Please extract every one of the entries below, reproducing each line without any change.

— start RECORDS FOR THE TASK —

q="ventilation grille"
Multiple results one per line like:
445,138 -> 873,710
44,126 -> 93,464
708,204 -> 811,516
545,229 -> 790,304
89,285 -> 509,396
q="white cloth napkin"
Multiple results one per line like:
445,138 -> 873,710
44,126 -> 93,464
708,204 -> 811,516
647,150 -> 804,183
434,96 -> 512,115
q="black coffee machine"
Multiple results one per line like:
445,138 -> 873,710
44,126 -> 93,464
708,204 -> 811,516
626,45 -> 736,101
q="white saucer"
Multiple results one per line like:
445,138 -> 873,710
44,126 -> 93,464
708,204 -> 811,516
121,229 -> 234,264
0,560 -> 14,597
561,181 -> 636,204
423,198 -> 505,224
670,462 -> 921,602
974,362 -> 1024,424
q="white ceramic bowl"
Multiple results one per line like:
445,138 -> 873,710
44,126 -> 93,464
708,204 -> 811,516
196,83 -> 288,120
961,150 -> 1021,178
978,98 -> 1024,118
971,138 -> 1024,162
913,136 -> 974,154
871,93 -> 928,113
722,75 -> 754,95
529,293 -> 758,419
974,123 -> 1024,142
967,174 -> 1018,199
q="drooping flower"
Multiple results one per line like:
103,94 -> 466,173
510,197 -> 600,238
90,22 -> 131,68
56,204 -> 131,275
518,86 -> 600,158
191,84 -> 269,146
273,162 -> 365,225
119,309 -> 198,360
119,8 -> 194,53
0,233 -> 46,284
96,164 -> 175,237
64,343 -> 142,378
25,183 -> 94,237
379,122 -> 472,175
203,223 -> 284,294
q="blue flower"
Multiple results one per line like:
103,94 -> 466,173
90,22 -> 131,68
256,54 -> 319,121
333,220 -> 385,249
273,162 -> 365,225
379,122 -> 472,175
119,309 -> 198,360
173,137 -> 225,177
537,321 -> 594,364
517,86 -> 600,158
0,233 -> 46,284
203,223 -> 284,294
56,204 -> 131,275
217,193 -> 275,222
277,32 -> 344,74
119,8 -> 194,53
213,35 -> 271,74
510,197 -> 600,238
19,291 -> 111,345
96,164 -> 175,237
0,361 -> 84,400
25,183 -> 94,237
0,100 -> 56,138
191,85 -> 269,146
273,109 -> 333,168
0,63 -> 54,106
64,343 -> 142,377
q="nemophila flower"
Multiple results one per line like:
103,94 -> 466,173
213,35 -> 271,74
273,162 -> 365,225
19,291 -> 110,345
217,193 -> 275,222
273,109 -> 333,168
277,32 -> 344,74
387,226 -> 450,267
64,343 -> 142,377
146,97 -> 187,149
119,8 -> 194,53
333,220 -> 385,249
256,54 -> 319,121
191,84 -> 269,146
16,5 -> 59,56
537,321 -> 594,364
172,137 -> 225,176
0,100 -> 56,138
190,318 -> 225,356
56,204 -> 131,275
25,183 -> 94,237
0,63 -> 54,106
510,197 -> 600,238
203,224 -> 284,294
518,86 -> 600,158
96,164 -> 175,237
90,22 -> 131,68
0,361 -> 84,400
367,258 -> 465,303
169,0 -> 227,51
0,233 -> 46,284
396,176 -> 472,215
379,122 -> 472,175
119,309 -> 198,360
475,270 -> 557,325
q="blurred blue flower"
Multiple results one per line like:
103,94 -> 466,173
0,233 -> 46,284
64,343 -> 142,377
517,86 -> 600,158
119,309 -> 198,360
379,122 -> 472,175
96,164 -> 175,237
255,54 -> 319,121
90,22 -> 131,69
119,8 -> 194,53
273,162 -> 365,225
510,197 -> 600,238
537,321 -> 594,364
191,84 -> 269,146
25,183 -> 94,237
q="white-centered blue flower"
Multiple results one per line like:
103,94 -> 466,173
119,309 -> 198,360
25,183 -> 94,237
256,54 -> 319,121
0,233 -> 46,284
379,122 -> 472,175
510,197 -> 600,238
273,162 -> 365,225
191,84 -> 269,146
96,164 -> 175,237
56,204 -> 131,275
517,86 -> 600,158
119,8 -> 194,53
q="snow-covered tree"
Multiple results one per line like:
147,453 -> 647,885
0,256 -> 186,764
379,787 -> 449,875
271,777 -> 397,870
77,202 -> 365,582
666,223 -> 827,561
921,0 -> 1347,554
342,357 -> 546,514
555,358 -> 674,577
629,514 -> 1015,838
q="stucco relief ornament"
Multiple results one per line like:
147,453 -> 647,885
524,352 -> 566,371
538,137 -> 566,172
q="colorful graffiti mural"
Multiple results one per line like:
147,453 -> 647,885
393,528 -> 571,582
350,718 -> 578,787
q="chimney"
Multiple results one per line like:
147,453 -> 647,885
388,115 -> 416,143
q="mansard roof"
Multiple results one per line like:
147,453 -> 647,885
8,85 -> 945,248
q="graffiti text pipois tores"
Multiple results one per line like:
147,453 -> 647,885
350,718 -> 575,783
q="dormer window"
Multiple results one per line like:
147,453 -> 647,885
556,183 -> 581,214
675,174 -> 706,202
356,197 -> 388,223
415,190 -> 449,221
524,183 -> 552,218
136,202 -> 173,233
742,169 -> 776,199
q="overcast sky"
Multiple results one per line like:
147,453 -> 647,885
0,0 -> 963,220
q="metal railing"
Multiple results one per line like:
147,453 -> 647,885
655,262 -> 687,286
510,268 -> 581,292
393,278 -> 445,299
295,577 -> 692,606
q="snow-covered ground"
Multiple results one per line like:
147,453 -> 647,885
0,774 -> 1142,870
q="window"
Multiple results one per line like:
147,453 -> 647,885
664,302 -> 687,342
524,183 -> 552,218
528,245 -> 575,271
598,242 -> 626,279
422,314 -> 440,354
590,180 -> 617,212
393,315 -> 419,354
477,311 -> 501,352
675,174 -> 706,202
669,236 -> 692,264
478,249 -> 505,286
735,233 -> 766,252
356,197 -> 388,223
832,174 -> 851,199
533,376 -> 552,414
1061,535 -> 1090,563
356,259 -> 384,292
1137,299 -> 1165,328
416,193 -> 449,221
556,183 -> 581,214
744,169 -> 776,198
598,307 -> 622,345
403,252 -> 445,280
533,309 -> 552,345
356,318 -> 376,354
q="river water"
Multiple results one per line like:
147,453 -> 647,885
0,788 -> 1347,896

— end RECORDS FOR THE TASK —

* THE REPLY
q="ventilation grille"
Multiple results one per line like:
445,138 -> 873,710
44,126 -> 93,464
708,204 -> 811,516
545,229 -> 790,304
89,285 -> 509,396
q="white cloth napkin"
Multiple results one per line like:
445,138 -> 873,710
44,126 -> 93,464
708,204 -> 811,516
647,150 -> 804,183
434,96 -> 512,115
q="black coffee machine"
Multiple results one per line like:
445,138 -> 873,710
44,126 -> 93,464
708,204 -> 811,516
626,45 -> 736,101
q="white saucer"
Multiple results one per line like:
445,138 -> 873,710
44,126 -> 93,464
708,204 -> 811,516
121,229 -> 234,264
0,560 -> 14,597
561,181 -> 636,204
423,198 -> 505,224
670,462 -> 921,602
974,362 -> 1024,424
q="white ceramic bowl"
Multiple results one per line like:
445,138 -> 873,710
44,126 -> 93,464
708,204 -> 811,516
196,83 -> 288,120
961,150 -> 1021,178
978,98 -> 1024,118
971,138 -> 1024,162
913,136 -> 974,154
871,93 -> 928,113
722,75 -> 754,95
529,293 -> 758,419
974,123 -> 1024,142
967,174 -> 1018,199
q="drooping flower"
Multiple results one per line like:
103,94 -> 466,173
510,197 -> 600,238
90,22 -> 131,68
56,204 -> 131,275
518,86 -> 600,158
191,84 -> 269,146
273,162 -> 365,225
119,309 -> 198,360
119,8 -> 194,53
0,233 -> 46,284
96,164 -> 175,237
64,343 -> 142,378
25,183 -> 94,237
379,122 -> 472,175
203,223 -> 284,294
q="blue flower"
Multiple results one per line like:
103,94 -> 466,173
90,22 -> 131,68
256,54 -> 319,121
333,220 -> 385,249
273,162 -> 365,225
379,122 -> 472,175
119,309 -> 198,360
173,137 -> 225,177
537,321 -> 594,364
517,86 -> 600,158
0,233 -> 46,284
203,223 -> 284,294
56,204 -> 131,275
217,193 -> 275,222
277,32 -> 344,74
119,8 -> 194,53
213,35 -> 271,74
510,197 -> 600,238
19,291 -> 111,345
96,164 -> 175,237
0,361 -> 84,400
25,183 -> 94,237
0,100 -> 56,138
191,85 -> 269,146
273,109 -> 333,168
0,63 -> 54,106
64,343 -> 142,377
q="nemophila flower"
Multiple results one per line like:
103,94 -> 466,173
213,35 -> 271,74
273,162 -> 365,225
19,291 -> 110,345
217,193 -> 275,222
273,109 -> 333,168
277,32 -> 344,74
387,226 -> 450,267
64,343 -> 142,377
146,97 -> 187,149
119,8 -> 194,53
333,220 -> 385,249
256,54 -> 319,121
191,84 -> 269,146
16,5 -> 59,56
537,321 -> 594,364
172,137 -> 225,176
0,100 -> 56,138
190,318 -> 225,356
56,204 -> 131,275
25,183 -> 94,237
0,63 -> 54,106
510,197 -> 600,238
203,224 -> 284,294
518,86 -> 600,158
96,164 -> 175,237
90,22 -> 131,68
0,361 -> 84,400
367,258 -> 465,303
169,0 -> 227,51
0,233 -> 46,284
396,176 -> 472,215
379,122 -> 472,175
119,309 -> 198,360
475,270 -> 557,325
q="blurred blue flower"
Multiple results one per line like:
103,94 -> 466,173
0,233 -> 46,284
64,343 -> 142,377
517,86 -> 600,158
119,309 -> 198,360
379,122 -> 472,175
96,164 -> 175,237
255,54 -> 319,121
90,22 -> 131,69
119,8 -> 194,53
273,162 -> 365,225
510,197 -> 600,238
537,321 -> 594,364
191,84 -> 269,146
25,183 -> 94,237
q="white-centered blue flower"
Multiple results one per line like:
103,94 -> 466,173
119,309 -> 198,360
25,183 -> 94,237
256,54 -> 319,121
0,233 -> 46,284
379,122 -> 472,175
510,197 -> 600,238
273,162 -> 365,225
191,84 -> 269,146
96,164 -> 175,237
56,204 -> 131,275
517,86 -> 600,158
119,8 -> 194,53
q="snow-covered tree"
Multiple results one per line like:
147,453 -> 647,885
0,256 -> 186,764
379,787 -> 449,875
271,777 -> 397,870
77,202 -> 365,582
666,223 -> 827,561
921,0 -> 1347,554
342,357 -> 546,514
555,358 -> 674,577
629,514 -> 1015,838
q="stucco relief ornament"
Multiple results one per line like:
147,453 -> 647,885
524,352 -> 566,371
538,137 -> 566,172
q="colorful graffiti mural"
Multiple results one per line like:
147,453 -> 647,885
393,528 -> 571,582
350,718 -> 578,787
q="chimney"
Multiple results one per line like:
147,453 -> 647,885
388,115 -> 416,143
q="mansard roof"
Multiple results one per line like:
147,453 -> 647,885
8,85 -> 945,248
q="graffiti text pipois tores"
Multiple results one per line like:
147,453 -> 647,885
350,718 -> 575,783
q="dormer window"
Multiple results one per line like:
147,453 -> 647,885
556,183 -> 581,214
675,174 -> 706,202
356,197 -> 388,223
415,190 -> 449,221
524,183 -> 552,218
136,202 -> 173,233
742,169 -> 776,199
q="overcast sky"
Multiple results one per line like:
147,453 -> 647,885
0,0 -> 963,220
q="metal railing"
Multiple results one per line like:
147,453 -> 647,885
655,262 -> 687,286
510,268 -> 581,292
393,278 -> 445,299
295,577 -> 692,606
q="snow-covered ground"
Multiple results one per line like:
147,453 -> 647,885
0,774 -> 1142,870
q="window"
Multiple results one per line like:
147,453 -> 647,885
664,302 -> 687,342
524,183 -> 552,218
528,245 -> 575,271
598,242 -> 626,279
422,314 -> 440,354
590,180 -> 617,212
393,315 -> 419,354
477,311 -> 501,352
675,174 -> 706,202
669,236 -> 692,264
478,249 -> 505,286
735,233 -> 766,252
356,197 -> 388,223
832,174 -> 851,199
533,376 -> 552,414
1061,535 -> 1090,563
356,259 -> 384,292
1137,299 -> 1165,328
416,193 -> 449,221
556,183 -> 581,214
744,169 -> 776,198
598,307 -> 622,345
403,252 -> 445,280
533,309 -> 552,345
356,318 -> 376,354
q="river water"
Multiple results one per line like:
147,453 -> 647,885
0,788 -> 1347,896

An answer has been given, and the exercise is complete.